**Extracted records**
□ □ □

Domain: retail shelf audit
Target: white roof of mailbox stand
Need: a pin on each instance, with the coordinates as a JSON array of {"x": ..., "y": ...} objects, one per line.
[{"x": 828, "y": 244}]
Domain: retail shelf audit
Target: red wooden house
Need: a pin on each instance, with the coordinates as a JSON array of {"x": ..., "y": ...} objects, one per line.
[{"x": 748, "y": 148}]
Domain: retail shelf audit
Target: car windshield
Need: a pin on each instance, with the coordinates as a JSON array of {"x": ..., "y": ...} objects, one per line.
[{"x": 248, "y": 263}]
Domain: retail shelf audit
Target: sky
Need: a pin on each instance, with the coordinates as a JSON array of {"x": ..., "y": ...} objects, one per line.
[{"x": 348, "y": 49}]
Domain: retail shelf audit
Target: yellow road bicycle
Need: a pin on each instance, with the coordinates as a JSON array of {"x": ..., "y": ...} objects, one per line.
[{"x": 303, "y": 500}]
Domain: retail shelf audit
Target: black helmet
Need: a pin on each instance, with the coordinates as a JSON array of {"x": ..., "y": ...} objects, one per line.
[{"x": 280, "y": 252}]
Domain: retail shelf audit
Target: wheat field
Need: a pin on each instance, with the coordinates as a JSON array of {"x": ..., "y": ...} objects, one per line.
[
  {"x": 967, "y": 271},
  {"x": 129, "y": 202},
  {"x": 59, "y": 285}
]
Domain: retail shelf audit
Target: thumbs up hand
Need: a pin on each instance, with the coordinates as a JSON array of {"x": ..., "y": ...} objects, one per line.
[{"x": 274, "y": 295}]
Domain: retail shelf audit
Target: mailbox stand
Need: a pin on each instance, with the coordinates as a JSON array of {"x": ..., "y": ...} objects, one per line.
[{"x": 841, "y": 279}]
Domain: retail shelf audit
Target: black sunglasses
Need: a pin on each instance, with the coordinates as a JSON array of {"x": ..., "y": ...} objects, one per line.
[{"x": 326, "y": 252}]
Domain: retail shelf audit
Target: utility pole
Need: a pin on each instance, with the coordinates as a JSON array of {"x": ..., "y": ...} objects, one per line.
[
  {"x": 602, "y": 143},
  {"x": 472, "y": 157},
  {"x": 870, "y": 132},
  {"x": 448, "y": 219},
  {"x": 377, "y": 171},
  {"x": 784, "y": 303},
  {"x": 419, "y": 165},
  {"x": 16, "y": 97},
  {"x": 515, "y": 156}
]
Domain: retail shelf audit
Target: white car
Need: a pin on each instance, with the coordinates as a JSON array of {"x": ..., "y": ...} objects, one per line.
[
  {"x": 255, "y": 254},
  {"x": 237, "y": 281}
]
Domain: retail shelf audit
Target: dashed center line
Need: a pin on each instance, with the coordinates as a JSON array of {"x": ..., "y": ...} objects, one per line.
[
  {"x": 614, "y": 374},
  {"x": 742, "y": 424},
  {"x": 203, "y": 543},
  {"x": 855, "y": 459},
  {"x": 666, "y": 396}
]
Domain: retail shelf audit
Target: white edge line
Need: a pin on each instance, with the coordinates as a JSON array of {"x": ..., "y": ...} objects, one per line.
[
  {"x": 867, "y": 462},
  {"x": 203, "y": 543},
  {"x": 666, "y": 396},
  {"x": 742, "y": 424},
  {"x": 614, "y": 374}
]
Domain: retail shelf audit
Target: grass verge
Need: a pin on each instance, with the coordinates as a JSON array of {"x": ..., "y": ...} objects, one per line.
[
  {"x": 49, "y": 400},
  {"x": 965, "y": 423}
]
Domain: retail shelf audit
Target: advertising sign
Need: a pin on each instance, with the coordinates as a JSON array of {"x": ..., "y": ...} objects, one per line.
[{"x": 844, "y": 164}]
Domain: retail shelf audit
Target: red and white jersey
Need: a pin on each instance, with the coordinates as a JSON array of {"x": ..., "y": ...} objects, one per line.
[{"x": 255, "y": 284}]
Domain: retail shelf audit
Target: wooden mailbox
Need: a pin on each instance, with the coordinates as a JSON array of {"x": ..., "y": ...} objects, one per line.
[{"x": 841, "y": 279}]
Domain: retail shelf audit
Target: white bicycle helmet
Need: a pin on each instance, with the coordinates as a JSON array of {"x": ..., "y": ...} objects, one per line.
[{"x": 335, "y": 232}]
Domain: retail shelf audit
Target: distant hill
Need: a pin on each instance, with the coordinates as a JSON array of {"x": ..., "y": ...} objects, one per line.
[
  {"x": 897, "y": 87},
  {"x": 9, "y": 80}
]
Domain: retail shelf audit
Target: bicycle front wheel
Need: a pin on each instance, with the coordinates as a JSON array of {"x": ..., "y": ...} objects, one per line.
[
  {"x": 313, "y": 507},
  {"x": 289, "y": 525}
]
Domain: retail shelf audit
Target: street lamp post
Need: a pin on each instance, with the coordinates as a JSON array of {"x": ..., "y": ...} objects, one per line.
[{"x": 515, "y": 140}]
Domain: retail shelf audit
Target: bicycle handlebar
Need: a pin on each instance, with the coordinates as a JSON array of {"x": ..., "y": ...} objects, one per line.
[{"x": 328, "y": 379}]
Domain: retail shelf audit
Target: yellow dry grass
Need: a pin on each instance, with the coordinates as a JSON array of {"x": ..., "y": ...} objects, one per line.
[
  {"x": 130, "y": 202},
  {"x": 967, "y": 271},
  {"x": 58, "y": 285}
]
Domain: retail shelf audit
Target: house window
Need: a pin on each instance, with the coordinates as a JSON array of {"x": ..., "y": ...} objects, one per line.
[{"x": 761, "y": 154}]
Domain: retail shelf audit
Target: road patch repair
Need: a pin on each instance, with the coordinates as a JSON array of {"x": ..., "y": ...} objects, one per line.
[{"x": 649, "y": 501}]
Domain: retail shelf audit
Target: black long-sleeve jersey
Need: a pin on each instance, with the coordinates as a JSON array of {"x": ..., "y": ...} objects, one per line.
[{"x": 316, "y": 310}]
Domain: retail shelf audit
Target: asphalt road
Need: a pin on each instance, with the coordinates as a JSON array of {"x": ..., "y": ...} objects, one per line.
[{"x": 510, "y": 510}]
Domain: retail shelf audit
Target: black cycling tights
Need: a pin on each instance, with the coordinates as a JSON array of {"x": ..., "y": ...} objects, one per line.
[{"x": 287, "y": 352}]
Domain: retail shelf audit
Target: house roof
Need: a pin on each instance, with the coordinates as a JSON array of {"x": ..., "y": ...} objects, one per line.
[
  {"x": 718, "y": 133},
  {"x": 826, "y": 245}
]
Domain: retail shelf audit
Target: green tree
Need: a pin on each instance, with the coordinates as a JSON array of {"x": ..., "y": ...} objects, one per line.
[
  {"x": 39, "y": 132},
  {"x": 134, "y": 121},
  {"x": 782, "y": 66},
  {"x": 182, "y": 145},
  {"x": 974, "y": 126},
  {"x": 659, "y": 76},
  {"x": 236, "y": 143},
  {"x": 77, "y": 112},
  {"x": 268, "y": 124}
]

□ □ □

**WHAT NEEDS TO BE DONE**
Exactly as written above, please repeat the entries.

**RESPONSE TO THE EXERCISE**
Domain: retail shelf audit
Target: white roof of mailbox stand
Need: a pin on each instance, with the coordinates as a JSON array of {"x": ..., "y": ...} objects, one per line.
[{"x": 828, "y": 244}]
Domain: retail shelf audit
Target: red wooden house
Need: a pin on each instance, with the coordinates as a JSON array of {"x": ..., "y": ...} objects, one per line.
[{"x": 748, "y": 148}]
Domain: retail shelf audit
Target: car windshield
Need: a pin on each instance, with the coordinates as a JSON array of {"x": ..., "y": ...} objects, one per line.
[{"x": 248, "y": 263}]
Domain: retail shelf audit
Target: sky
Need: a pin on each instance, with the coordinates as a JSON array of {"x": ..., "y": ...} objects, one per line.
[{"x": 348, "y": 49}]
Domain: retail shelf audit
Target: yellow road bicycle
Need: a pin on each instance, with the coordinates as a JSON array of {"x": ..., "y": ...} objects, one per line.
[{"x": 303, "y": 500}]
Domain: retail shelf audit
Target: black helmet
Need: a pin on each instance, with the coordinates as a JSON array of {"x": ..., "y": ...} objects, one per line.
[{"x": 280, "y": 252}]
Domain: retail shelf audit
Target: wheat field
Need: a pin on each instance, with the coordinates as a JSON array of {"x": ..., "y": ...} objects, one per line.
[
  {"x": 967, "y": 271},
  {"x": 129, "y": 202},
  {"x": 59, "y": 285}
]
Domain: retail shelf audit
Target: thumbs up hand
Need: a pin on each instance, with the coordinates as a JSON array of {"x": ..., "y": ...} objects, one per line.
[{"x": 274, "y": 295}]
Domain: retail shelf audit
Target: mailbox stand
Need: a pin on each instance, with the coordinates as a JSON array of {"x": ..., "y": ...} objects, one per line.
[{"x": 841, "y": 279}]
Domain: retail shelf audit
Target: black sunglasses
Need: a pin on each instance, with the coordinates as a JSON array of {"x": ..., "y": ...} objects, one per line.
[{"x": 326, "y": 252}]
Domain: retail shelf audit
Target: utility pole
Need: a pin on each instance, with the coordinates as a JSON array of {"x": ..., "y": ...} objects, one per line.
[
  {"x": 602, "y": 143},
  {"x": 472, "y": 157},
  {"x": 870, "y": 132},
  {"x": 448, "y": 219},
  {"x": 377, "y": 171},
  {"x": 784, "y": 303},
  {"x": 419, "y": 165},
  {"x": 16, "y": 97},
  {"x": 515, "y": 156}
]
Domain: retail shelf audit
Target: white car
Need: a pin on each instance, with the coordinates as a JSON array of {"x": ..., "y": ...} objects, one per line.
[
  {"x": 255, "y": 254},
  {"x": 237, "y": 281}
]
Domain: retail shelf audit
Target: dashed center line
Need: a pin on each instance, with the coordinates as a JSON array of {"x": ..., "y": ...} objects, one per line.
[
  {"x": 614, "y": 374},
  {"x": 742, "y": 424},
  {"x": 203, "y": 543},
  {"x": 855, "y": 459},
  {"x": 666, "y": 396}
]
Domain: retail shelf audit
Target: white edge line
Need: a pin on each instance, with the coordinates as a JSON array of {"x": ..., "y": ...} objects, one per line.
[
  {"x": 867, "y": 462},
  {"x": 203, "y": 543},
  {"x": 666, "y": 396},
  {"x": 742, "y": 424},
  {"x": 614, "y": 374}
]
Domain: retail shelf audit
Target: grass verge
Need: a pin on each instance, with the coordinates as a JSON array of {"x": ..., "y": ...} objects, one per line.
[
  {"x": 49, "y": 400},
  {"x": 965, "y": 423}
]
Domain: retail shelf audit
Target: advertising sign
Need: a pin on each instance, with the coordinates as a JSON array of {"x": ..., "y": ...} objects, one per line.
[{"x": 844, "y": 164}]
Domain: retail shelf audit
Target: red and white jersey
Need: a pin on each instance, with the coordinates as a JSON array of {"x": ..., "y": ...} objects, one per line.
[{"x": 255, "y": 284}]
Domain: retail shelf audit
Target: wooden mailbox
Need: a pin on each instance, with the coordinates as a JSON array of {"x": ..., "y": ...} objects, one per line.
[{"x": 841, "y": 279}]
Domain: retail shelf audit
Target: white bicycle helmet
Need: a pin on each instance, with the coordinates as a JSON array of {"x": ..., "y": ...} objects, one per line.
[{"x": 335, "y": 232}]
Domain: retail shelf audit
Target: distant hill
Need: a pin on each instance, with the coordinates as a JSON array of {"x": ..., "y": ...} objects, one per line.
[
  {"x": 897, "y": 87},
  {"x": 9, "y": 80}
]
Domain: retail shelf audit
Target: bicycle front wheel
Need: a pin on each instance, with the coordinates as a JSON array of {"x": ..., "y": ...} objects, one per line.
[
  {"x": 313, "y": 507},
  {"x": 289, "y": 525}
]
Domain: retail shelf audit
Target: street lamp post
Need: a pin on each instance, with the coordinates as a JSON array of {"x": ..., "y": ...} objects, one per line.
[{"x": 515, "y": 140}]
Domain: retail shelf audit
Target: bicycle handlebar
Need: a pin on each instance, with the coordinates as a JSON array of {"x": ..., "y": ...} objects, one per line.
[{"x": 328, "y": 379}]
Domain: retail shelf audit
Target: yellow dry grass
Need: a pin on each instance, with the coordinates as a JSON array of {"x": ..., "y": ...} objects, one per line.
[
  {"x": 130, "y": 202},
  {"x": 967, "y": 271},
  {"x": 58, "y": 285}
]
Domain: retail shelf audit
Target: house window
Need: a pin on each instance, with the coordinates as a JSON array of {"x": ..., "y": ...} objects, one per line.
[{"x": 761, "y": 154}]
Domain: retail shelf audit
Target: road patch repair
Need: a pin on each instance, with the coordinates as a JSON array of {"x": ..., "y": ...} objects, one per line.
[{"x": 649, "y": 501}]
Domain: retail shelf audit
Target: black long-sleeve jersey
Need: a pin on each instance, with the coordinates as a JSON array of {"x": ..., "y": ...} objects, one per line.
[{"x": 316, "y": 310}]
Domain: retail shelf audit
Target: asphalt road
Need: a pin on each instance, with the coordinates as a JSON array of {"x": ..., "y": ...} objects, one per line.
[{"x": 510, "y": 510}]
Domain: retail shelf audit
Target: black cycling tights
Need: a pin on each instance, with the coordinates as a JSON array of {"x": ..., "y": ...} objects, one per line.
[{"x": 287, "y": 352}]
Domain: retail shelf audit
Target: house roof
Need: a pin on each instance, with the coordinates as a JSON array of {"x": ..., "y": ...} objects, one per line.
[
  {"x": 718, "y": 133},
  {"x": 826, "y": 245}
]
Domain: retail shelf audit
Target: green tree
Need: a pin on each instance, with the coordinates as a JSON array of {"x": ..., "y": ...} objects, one per line.
[
  {"x": 39, "y": 132},
  {"x": 134, "y": 121},
  {"x": 782, "y": 66},
  {"x": 182, "y": 145},
  {"x": 974, "y": 126},
  {"x": 659, "y": 76},
  {"x": 236, "y": 143},
  {"x": 77, "y": 112},
  {"x": 268, "y": 124}
]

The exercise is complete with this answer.